Rewrite the records below in full, changing every "rough mask" to "initial mask" and leaving all other text unchanged.

________

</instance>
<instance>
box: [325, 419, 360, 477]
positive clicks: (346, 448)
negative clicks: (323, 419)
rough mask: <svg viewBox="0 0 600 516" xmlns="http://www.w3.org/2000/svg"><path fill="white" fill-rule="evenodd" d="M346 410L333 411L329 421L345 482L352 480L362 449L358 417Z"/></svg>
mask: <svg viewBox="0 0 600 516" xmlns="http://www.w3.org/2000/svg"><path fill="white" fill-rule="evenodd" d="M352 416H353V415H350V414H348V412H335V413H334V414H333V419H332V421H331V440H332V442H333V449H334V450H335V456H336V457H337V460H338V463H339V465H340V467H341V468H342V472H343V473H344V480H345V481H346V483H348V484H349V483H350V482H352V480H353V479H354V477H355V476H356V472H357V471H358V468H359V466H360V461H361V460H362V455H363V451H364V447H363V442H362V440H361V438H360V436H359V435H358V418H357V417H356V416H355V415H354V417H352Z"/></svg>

________

RESULT OF THE TASK ->
</instance>
<instance>
box: [325, 419, 360, 477]
positive clicks: (346, 448)
negative clicks: (323, 419)
initial mask: <svg viewBox="0 0 600 516" xmlns="http://www.w3.org/2000/svg"><path fill="white" fill-rule="evenodd" d="M346 410L333 411L329 421L345 482L352 480L362 449L358 417Z"/></svg>
mask: <svg viewBox="0 0 600 516" xmlns="http://www.w3.org/2000/svg"><path fill="white" fill-rule="evenodd" d="M352 416H353V415H350V414H348V412H335V413H334V414H333V419H332V421H331V440H332V442H333V449H334V450H335V456H336V457H337V460H338V463H339V465H340V467H341V468H342V472H343V473H344V480H345V481H346V483H348V484H349V483H350V482H352V480H353V479H354V477H355V476H356V472H357V471H358V468H359V466H360V461H361V460H362V455H363V451H364V447H363V442H362V440H361V438H360V436H359V435H358V418H357V417H356V416H355V415H354V417H352Z"/></svg>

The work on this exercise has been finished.